### Texto
++++++
Completando filmografías

mayo 16, 2008

Hace unos meses les hablé en este blog de Last Days, la última obra de Gust Van Sant, presentada en el ciclo Campus Cinema Alcances, que en la ciudad de Cádiz ofrece todas las semanas durante el curso académico películas en versión original subtitulada. Pues ahora el programa ha recuperado la primera película del director de Kentucky, Mala noche. Van Sant la rodó en 1985 con unos escasos 25.000 dólares que sacó de su trabajo en una agencia de publicidad. En los años de la eclosión del cine independiente americano –el verdadero, no el de ahora hecho por jóvenes ambiciosos que dan el salto a la industria a la primera oportunidad- esta ópera prima puso su granito de arena al movimiento. Se filmó en 16mm. y un nada glorioso blanco y negro, con una panda de ilustres desconocidos como actores de los que poco o nada más se supo.

 

            Mala noche estuvo en el cajón hasta que Van Sant decidió añadir un eslabón más a su desconcertante carrera, que lo ha llevado desde entrar en los grandes estudios a la marginalidad más exclusiva, recuperándola. Remasterizó la cinta y la presentó en Cannes hace un par de años. Lo que se puede decir de ella es que es una ópera prima en el peor sentido del término. Mucha experimentación y pocos resultados. El cineasta ofrece un catálogo de recursos, tanto de planificación como de montaje, en el que se adivina al niño probando su juguete nuevo. Eso si, su trama de chaperos e inmigrantes ilegales prefigura la de alguno de sus mejores filmes. Con lo que el interés de recuperar Mala noche es para estudiosos y cinéfilos, con objeto de completar filmografías. Los pocos que viesen esta película en su momento no se imaginarían que Gus Van Sant acabaría haciendo obras maestras de la sequedad como Elephant. Pero tampoco proyectos tan insensatos como el remake de Psicosis.


El mundo de Alicia al revés

abril 25, 2008

A pesar de todo, Terry Gilliam no debe olvidar su etapa en el legendario grupo Monty Python. En una de las escenas de Tideland, estrenada después de su fallido intento de reconciliarse con una industria que nunca le ha querido en El secreto de los hermanos Grimm pero rodada antes (o mejor durante, ya que como es habitual en Gilliam su film sobre los célebres folkloristas hubo una interrupción que aprovechó), sale un disco con el inquietante epígrafe Monty Python. Se halla literalmente en una esquina de un plano y hay que fijarse para verlo. A lo mejor, el cineasta no deja de añorar esos felices tiempos, donde hacía inimitables animaciones y colaboraba en alguno de los guiones más delirantes que jamás se han escrito. Con una carrera cinematográfica escabrosa, llena de incidentes y con aciertos y fracasos equivalentes, no es extraño que recuerde aquellos maravillosos años.
++++++
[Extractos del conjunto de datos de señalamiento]
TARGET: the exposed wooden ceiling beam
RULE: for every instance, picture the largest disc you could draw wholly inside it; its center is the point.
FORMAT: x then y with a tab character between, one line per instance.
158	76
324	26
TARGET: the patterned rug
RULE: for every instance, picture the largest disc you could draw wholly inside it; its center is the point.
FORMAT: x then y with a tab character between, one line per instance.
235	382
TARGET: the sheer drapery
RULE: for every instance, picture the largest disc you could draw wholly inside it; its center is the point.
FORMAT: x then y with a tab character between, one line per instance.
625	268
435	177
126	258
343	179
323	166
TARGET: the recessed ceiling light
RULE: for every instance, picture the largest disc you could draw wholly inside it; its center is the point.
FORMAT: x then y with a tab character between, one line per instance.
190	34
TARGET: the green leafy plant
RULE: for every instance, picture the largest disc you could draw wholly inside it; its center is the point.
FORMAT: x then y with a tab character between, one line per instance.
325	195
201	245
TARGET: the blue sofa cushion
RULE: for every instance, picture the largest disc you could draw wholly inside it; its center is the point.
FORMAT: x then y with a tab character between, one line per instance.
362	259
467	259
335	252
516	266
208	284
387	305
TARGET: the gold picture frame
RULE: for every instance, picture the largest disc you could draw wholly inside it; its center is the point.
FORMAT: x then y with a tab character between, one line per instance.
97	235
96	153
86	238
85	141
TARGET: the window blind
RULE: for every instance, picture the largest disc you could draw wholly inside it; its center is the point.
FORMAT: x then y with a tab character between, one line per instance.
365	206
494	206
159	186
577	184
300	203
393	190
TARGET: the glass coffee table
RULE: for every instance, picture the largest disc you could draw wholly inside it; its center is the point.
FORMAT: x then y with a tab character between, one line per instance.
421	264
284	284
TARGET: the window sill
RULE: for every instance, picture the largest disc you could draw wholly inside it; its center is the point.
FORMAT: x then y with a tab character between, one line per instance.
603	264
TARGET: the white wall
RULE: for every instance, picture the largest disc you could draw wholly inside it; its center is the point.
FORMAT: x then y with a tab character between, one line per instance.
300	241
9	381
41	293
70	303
++++++
### Tarea a realizar
Según el texto, ¿con cuánto dinero rodó Van Sant Mala noche y de dónde lo sacó?

### Resultado del ejercicio
Con unos escasos 25.000 dólares que sacó de su trabajo en una agencia de publicidad.